▶ **EXCERPT PROVIDED**
Discuss the multi-core media scheduler

Daniel Almeida <daniel.almeida@xxxxxxxxxxxxx> · Sun, 28 Apr 2024 15:26:35 -0300

Hi everyone,

There seems to be a few unsolved problems in the mem2mem framework, one of
which is the lack of support for architectures with multiple heterogeneous
cores. For example, it is currently impossible to describe Mediatek's LAT and
CORE cores to the framework as two independent units to be scheduled. This means
that, at all times, one unit is idle while the other one is working.

I know that this is not the only problem with m2m, but it is where I'd like to
start the discussion. Feel free to add your own requirements to the thread.

My proposed solution is to add a new iteration of mem2mem, which I have named
the Multi-core Media Scheduler for the lack of a better term.

Please note that I will use the terms input/output queues in place of
output/capture for the sake of readability.

-------------------------------------------------------------------------------

The basic idea is to have a core as the basic entity to be scheduled, with its
own input and output VB2 queues. This default will be identical to what we have
today in m2m.

 input        output
<----- core ----->

In all cases, this will be the only interface that the framework will expose to
the outside world. The complexity to handle multiple cores will be hidden from
callers. This will also allow us to keep the implementation compatible with
the current mem2mem interfaces, which expose only two queues.

To support multiple cores, each core can connect to another core to establish a
data dependency, in which case, they will communicate through a new type of
queue, here described as "shared".

 input           shared         output
<----- core0 -------> core1 ------>

This arrangement is basically an extension of the mem2mem idea, like so:

mem2mem2mem2mem

...with as many links as there are cores.

The key idea is that now, cores can be scheduled independently through a call
to schedule(core_number, work) to indicate that they should start processing
the work. They can also be marked as idle independently through a
job_done(core_number) call.

It will be the driver's responsibility to describe the pipeline to the
framework, indicating how cores are connected. The driver will also have to
implement the logic for schedule() and job_done() for a given core.

Queuing buffers into the framework's input queue will push the work into the
pipeline. Whenever a job is done, the framework will push the job into the
queue that is shared with the downstream core and attempt to schedule it. It
will also attempt to pull a workitem from the upstream queue.

When the job is processed by the last core in the pipeline, it will be marked
as done and pushed into the framework's output queue.

At all times, a buffer should have an owner, and the framework will ensure that
cores cannot touch buffers belonging to other cores.

This workflow can be expanded to account for a group of identical cores, here
denoted as "clusters". In such a case, each core will have its own input and
output queues:

 input      output           input      output      output 
<---- core0 ----->          <---- core1 ---->     ------->
                                    <---- core2 ---->
                                    input      output

Ideally, the framework will dispatch work from the output queue with the most
amount of items to the input queue with the least amount of items to balance
the load. This way, clusters and cores can compose to describe complex
architectures.

Of course, this is a rough sketch, and there are lots of unexplained minutiae to
sort out, but I hope that the general idea is enough to get a discussion going.

-- Daniel

[Records from a dataset]

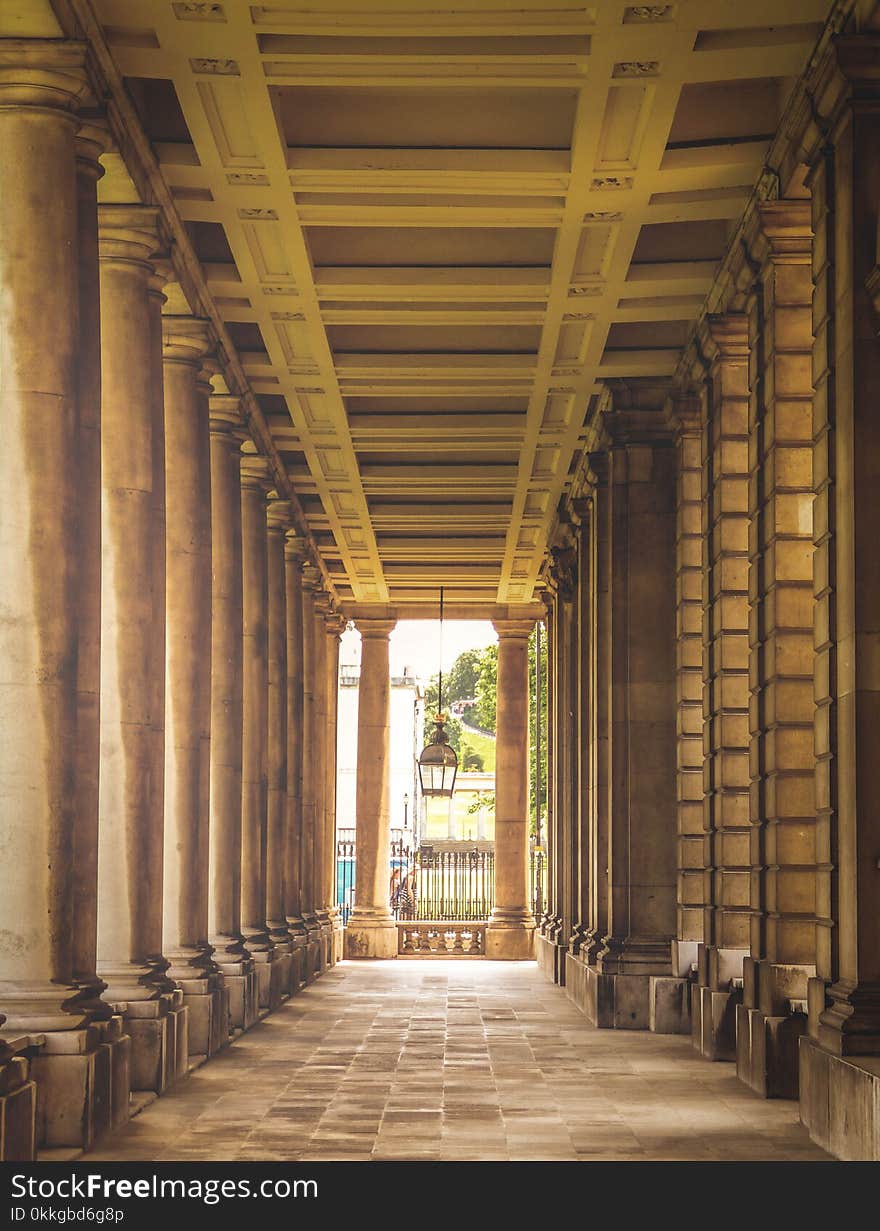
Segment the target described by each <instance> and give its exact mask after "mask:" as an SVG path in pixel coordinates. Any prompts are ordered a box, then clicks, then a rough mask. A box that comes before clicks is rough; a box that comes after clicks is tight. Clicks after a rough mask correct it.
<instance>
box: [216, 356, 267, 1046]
mask: <svg viewBox="0 0 880 1231" xmlns="http://www.w3.org/2000/svg"><path fill="white" fill-rule="evenodd" d="M215 379H217V378H215ZM208 405H209V410H210V417H209V426H210V559H212V591H210V840H209V843H208V846H209V851H208V864H209V908H208V938H209V940H210V944H212V945H213V948H214V960H215V961H217V964H218V965H219V968H220V970H222V971H223V975H224V979H225V981H226V986H228V987H229V1011H230V1022H231V1025H233V1027H238V1028H239V1029H244V1028H245V1027H246V1025H250V1024H251V1022H252V1020H254V1017H255V1016H256V1004H255V1003H254V992H255V987H254V979H255V977H256V976H255V975H254V974H252V972H254V961H252V959H251V958H250V955H249V953H247V949H246V948H245V944H244V937H242V934H241V656H242V632H241V492H240V484H239V444H240V442H241V433H242V425H241V414H240V399H239V398H238V396H234V395H231V394H229V393H225V394H224V393H217V394H214V395H213V396H212V398H210V400H209V404H208Z"/></svg>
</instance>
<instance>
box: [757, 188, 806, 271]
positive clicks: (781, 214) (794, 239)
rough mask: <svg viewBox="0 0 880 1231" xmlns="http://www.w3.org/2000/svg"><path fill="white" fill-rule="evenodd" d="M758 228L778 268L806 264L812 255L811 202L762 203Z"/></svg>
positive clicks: (757, 207)
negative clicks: (784, 266) (761, 234)
mask: <svg viewBox="0 0 880 1231" xmlns="http://www.w3.org/2000/svg"><path fill="white" fill-rule="evenodd" d="M756 214H757V219H758V229H759V231H761V234H762V235H763V238H764V239H766V240H767V244H768V247H769V257H770V261H772V262H773V263H774V265H805V263H809V261H810V257H811V252H812V218H811V206H810V202H809V201H804V199H801V198H795V199H793V201H762V202H759V203H758V207H757V209H756Z"/></svg>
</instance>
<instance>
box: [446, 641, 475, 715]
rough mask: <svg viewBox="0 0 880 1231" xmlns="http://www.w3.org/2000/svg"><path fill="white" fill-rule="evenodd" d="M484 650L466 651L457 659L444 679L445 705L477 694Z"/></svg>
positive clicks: (449, 703)
mask: <svg viewBox="0 0 880 1231" xmlns="http://www.w3.org/2000/svg"><path fill="white" fill-rule="evenodd" d="M482 654H484V651H482V650H465V651H464V652H463V654H459V656H458V657H457V659H455V661H454V662H453V665H452V670H450V671H449V673H448V675H447V676H444V677H443V704H444V705H447V707H449V705H452V703H453V702H457V700H468V699H469V698H470V697H473V696H474V693H475V692H476V681H478V677H479V675H480V662H481V659H482Z"/></svg>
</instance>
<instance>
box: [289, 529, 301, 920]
mask: <svg viewBox="0 0 880 1231" xmlns="http://www.w3.org/2000/svg"><path fill="white" fill-rule="evenodd" d="M284 583H286V612H287V830H286V840H284V915H286V917H287V922H288V926H289V928H290V931H292V933H293V934H294V936H295V937H299V938H300V940H302V939H303V938H304V936H305V923H304V920H303V910H304V907H303V876H302V847H303V725H304V719H303V545H302V540H300V539H299V538H298V537H297V534H295V533H294V531H288V533H287V542H286V544H284Z"/></svg>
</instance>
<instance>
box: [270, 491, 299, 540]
mask: <svg viewBox="0 0 880 1231" xmlns="http://www.w3.org/2000/svg"><path fill="white" fill-rule="evenodd" d="M292 517H293V506H292V505H290V501H289V500H287V499H286V497H284V496H279V495H278V492H277V491H274V490H272V491H270V492H268V495H267V497H266V524H267V527H268V529H270V531H278V532H279V533H282V534H283V533H284V532H286V531H287V529H288V527H289V526H290V518H292Z"/></svg>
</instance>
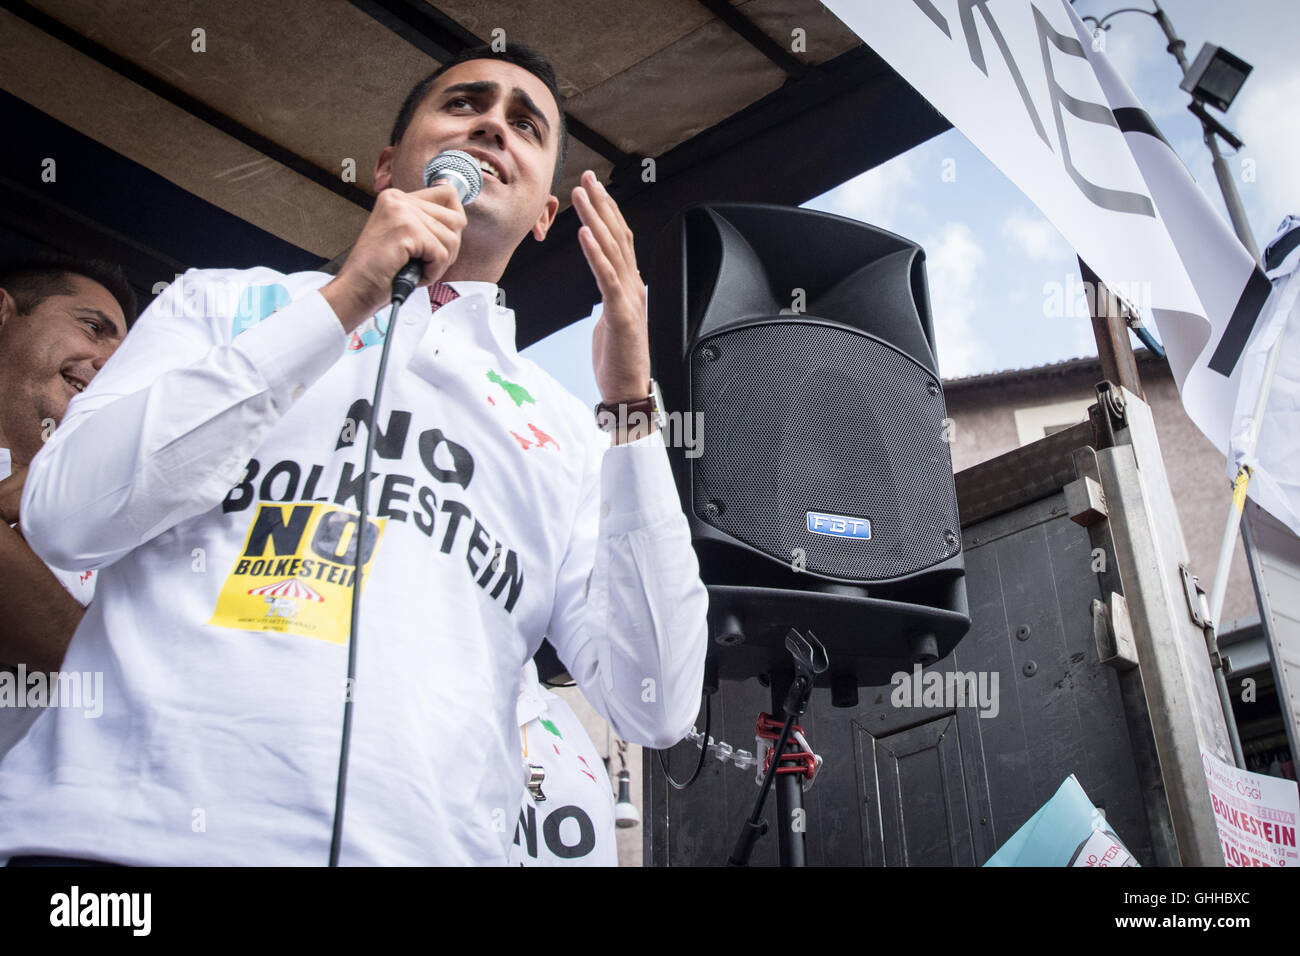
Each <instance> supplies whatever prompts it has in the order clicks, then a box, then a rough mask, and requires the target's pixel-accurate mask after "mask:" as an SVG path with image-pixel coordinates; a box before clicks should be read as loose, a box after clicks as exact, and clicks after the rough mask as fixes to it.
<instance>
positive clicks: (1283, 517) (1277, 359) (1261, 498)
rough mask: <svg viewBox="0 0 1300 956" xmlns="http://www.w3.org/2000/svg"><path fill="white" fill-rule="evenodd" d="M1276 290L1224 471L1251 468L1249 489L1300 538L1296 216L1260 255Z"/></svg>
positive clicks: (1262, 321) (1233, 429)
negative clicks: (1275, 358) (1266, 367)
mask: <svg viewBox="0 0 1300 956" xmlns="http://www.w3.org/2000/svg"><path fill="white" fill-rule="evenodd" d="M1264 264H1265V267H1268V269H1269V272H1268V276H1269V280H1270V281H1271V282H1273V289H1274V291H1273V295H1271V297H1270V298H1269V303H1268V307H1266V308H1265V310H1264V315H1262V317H1261V320H1260V330H1258V333H1256V336H1255V338H1252V339H1251V343H1249V345H1248V346H1247V349H1245V355H1244V356H1243V359H1242V390H1240V393H1239V394H1238V398H1236V419H1235V423H1234V427H1232V453H1231V454H1230V455H1229V458H1227V473H1229V476H1230V477H1235V475H1236V470H1238V466H1240V464H1245V466H1249V467H1251V472H1252V473H1251V481H1249V484H1248V486H1247V489H1248V490H1247V493H1248V494H1249V496H1251V498H1252V499H1255V502H1256V503H1257V505H1258V506H1260V507H1262V509H1264V510H1265V511H1268V512H1269V514H1271V515H1273V516H1274V518H1277V519H1278V520H1279V522H1282V523H1283V524H1286V525H1287V527H1288V528H1291V531H1292V533H1295V535H1300V217H1296V216H1287V217H1286V220H1283V222H1282V225H1281V228H1279V229H1278V234H1277V235H1275V237H1274V238H1273V242H1270V243H1269V246H1268V248H1266V250H1265V254H1264ZM1279 339H1281V349H1282V351H1281V352H1278V358H1277V364H1275V367H1274V369H1273V380H1271V381H1270V382H1268V384H1266V382H1265V369H1266V367H1268V364H1269V354H1270V352H1271V351H1273V347H1274V346H1275V345H1277V343H1278V341H1279ZM1265 385H1268V389H1269V397H1268V401H1266V403H1265V406H1264V415H1262V416H1261V421H1260V429H1258V436H1257V437H1256V441H1255V442H1253V444H1252V441H1251V433H1252V428H1253V424H1255V408H1256V403H1257V401H1258V397H1260V390H1261V389H1264V388H1265Z"/></svg>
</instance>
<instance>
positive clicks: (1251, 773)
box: [1201, 750, 1300, 869]
mask: <svg viewBox="0 0 1300 956" xmlns="http://www.w3.org/2000/svg"><path fill="white" fill-rule="evenodd" d="M1201 763H1203V765H1204V766H1205V783H1206V786H1209V788H1210V803H1212V804H1213V806H1214V822H1216V823H1218V829H1219V840H1221V842H1222V843H1223V861H1225V862H1226V864H1227V865H1229V866H1290V868H1292V869H1295V868H1296V866H1297V865H1300V853H1297V851H1296V823H1297V819H1296V818H1297V817H1300V796H1297V792H1296V782H1295V780H1286V779H1283V778H1281V777H1268V775H1266V774H1253V773H1251V771H1249V770H1240V769H1238V767H1235V766H1232V765H1231V763H1225V762H1223V761H1221V760H1219V758H1218V757H1216V756H1214V754H1213V753H1206V752H1205V750H1201Z"/></svg>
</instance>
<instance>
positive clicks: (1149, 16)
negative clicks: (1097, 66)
mask: <svg viewBox="0 0 1300 956" xmlns="http://www.w3.org/2000/svg"><path fill="white" fill-rule="evenodd" d="M1070 1H1071V3H1074V0H1070ZM1152 3H1153V4H1154V5H1156V9H1154V12H1153V10H1147V9H1143V8H1140V7H1125V8H1122V9H1118V10H1112V12H1110V13H1108V14H1106V16H1104V17H1101V18H1100V20H1099V18H1097V17H1083V18H1082V20H1083V22H1086V23H1087V22H1089V21H1091V22H1092V23H1093V31H1095V34H1096V33H1100V31H1101V30H1109V29H1110V27H1109V26H1106V23H1108V21H1110V20H1112V18H1113V17H1118V16H1119V14H1121V13H1145V14H1147V16H1148V17H1152V18H1154V21H1156V22H1157V23H1160V29H1161V30H1164V31H1165V36H1166V38H1167V39H1169V46H1167V47H1165V49H1166V51H1169V53H1170V55H1173V57H1174V59H1175V60H1178V66H1179V68H1180V69H1182V70H1183V82H1182V83H1180V85H1179V87H1180V88H1182V90H1186V91H1187V92H1190V94H1191V95H1192V101H1191V103H1190V104H1188V105H1187V109H1188V111H1190V112H1191V113H1192V114H1193V116H1195V117H1196V118H1197V120H1200V121H1201V131H1203V133H1204V134H1205V146H1206V147H1209V151H1210V156H1212V157H1213V160H1214V177H1216V178H1217V179H1218V183H1219V190H1221V191H1222V193H1223V204H1225V206H1226V207H1227V215H1229V219H1230V220H1232V230H1234V232H1235V233H1236V237H1238V238H1239V239H1240V241H1242V245H1243V246H1245V250H1247V251H1248V252H1249V254H1251V256H1252V258H1253V259H1255V261H1260V248H1258V246H1256V245H1255V235H1253V234H1252V233H1251V224H1249V222H1248V221H1247V219H1245V208H1244V207H1243V206H1242V196H1240V195H1239V194H1238V191H1236V182H1234V179H1232V172H1231V170H1230V169H1229V165H1227V160H1225V159H1223V153H1222V152H1221V151H1219V146H1218V139H1217V138H1216V137H1222V138H1223V139H1225V140H1226V142H1227V143H1229V144H1231V146H1232V147H1234V148H1236V150H1240V148H1242V146H1243V143H1242V140H1240V139H1239V138H1238V137H1236V135H1235V134H1234V133H1232V131H1231V130H1230V129H1227V127H1226V126H1225V125H1223V124H1221V122H1219V121H1218V120H1216V118H1214V117H1213V116H1210V114H1209V113H1208V112H1206V111H1205V104H1206V103H1208V104H1209V105H1212V107H1214V108H1216V109H1218V111H1226V109H1227V108H1229V107H1230V105H1231V104H1232V100H1234V99H1235V98H1236V94H1238V91H1239V90H1240V88H1242V85H1243V83H1244V82H1245V78H1247V77H1248V75H1249V74H1251V70H1252V69H1253V68H1252V66H1251V64H1248V62H1245V60H1242V59H1240V57H1236V56H1232V53H1229V52H1227V51H1226V49H1223V48H1222V47H1216V46H1213V44H1209V43H1206V44H1205V46H1204V47H1201V52H1200V53H1197V56H1196V62H1195V64H1191V65H1188V62H1187V56H1186V55H1184V53H1183V49H1184V48H1186V47H1187V44H1186V43H1184V42H1183V40H1180V39H1179V38H1178V34H1177V33H1175V31H1174V25H1173V22H1170V20H1169V14H1166V13H1165V10H1164V9H1161V5H1160V0H1152Z"/></svg>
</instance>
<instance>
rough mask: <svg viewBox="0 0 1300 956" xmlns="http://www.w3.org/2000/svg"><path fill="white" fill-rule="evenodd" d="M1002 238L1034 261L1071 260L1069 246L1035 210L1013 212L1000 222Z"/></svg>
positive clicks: (1071, 255) (1044, 218) (1053, 260)
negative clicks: (1009, 215)
mask: <svg viewBox="0 0 1300 956" xmlns="http://www.w3.org/2000/svg"><path fill="white" fill-rule="evenodd" d="M1002 237H1004V238H1006V239H1009V241H1010V242H1011V243H1014V246H1015V250H1017V252H1019V254H1021V255H1023V256H1024V258H1026V259H1031V260H1035V261H1057V260H1062V259H1066V260H1069V259H1073V258H1074V252H1073V251H1071V248H1070V245H1069V243H1067V242H1066V241H1065V239H1062V238H1061V233H1058V232H1057V230H1056V226H1053V225H1052V224H1050V222H1048V220H1047V219H1045V217H1044V216H1043V213H1040V212H1039V211H1037V209H1030V211H1018V212H1013V213H1011V215H1010V216H1008V217H1006V219H1005V220H1004V221H1002Z"/></svg>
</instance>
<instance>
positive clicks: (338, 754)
mask: <svg viewBox="0 0 1300 956" xmlns="http://www.w3.org/2000/svg"><path fill="white" fill-rule="evenodd" d="M398 295H399V294H396V293H395V294H394V297H393V306H391V308H390V310H389V324H387V328H386V329H385V330H383V346H382V347H381V350H380V371H378V372H377V373H376V375H374V397H373V398H372V399H370V424H369V427H368V428H367V429H365V454H364V455H363V458H361V490H360V492H359V493H357V496H356V499H357V501H356V510H357V516H356V537H355V540H354V545H355V548H356V553H355V554H354V558H352V615H351V622H350V624H348V635H347V682H346V683H344V684H343V688H344V697H343V736H342V739H341V741H339V750H338V783H337V786H335V790H334V829H333V835H331V836H330V844H329V865H330V866H338V855H339V852H341V851H342V844H343V796H344V793H346V791H347V757H348V752H350V749H351V745H352V697H354V691H355V688H356V637H357V632H359V628H357V623H359V622H360V619H361V566H363V563H364V558H365V537H367V533H368V532H369V503H370V502H369V497H370V496H369V489H370V463H372V462H373V459H374V432H376V431H377V427H378V423H380V399H381V398H382V395H383V373H385V372H386V371H387V367H389V352H390V351H391V346H393V339H394V338H396V336H395V334H394V332H395V329H396V325H395V324H394V323H396V320H398V307H399V306H400V304H402V303H403V302H406V295H400V298H399V297H398Z"/></svg>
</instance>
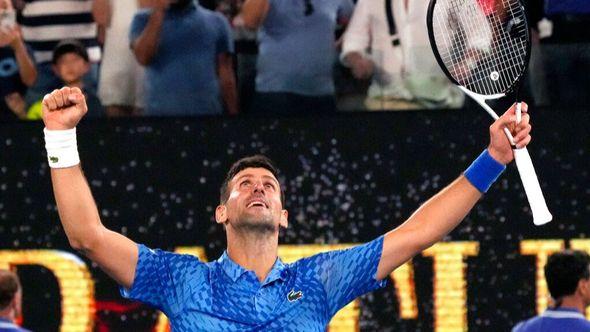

▶ **TASK GOAL**
In the scheduler proposal, which call marks a core as idle? The records come from a separate source.

▶ **SOLUTION FOR THIS TASK**
job_done(core_number)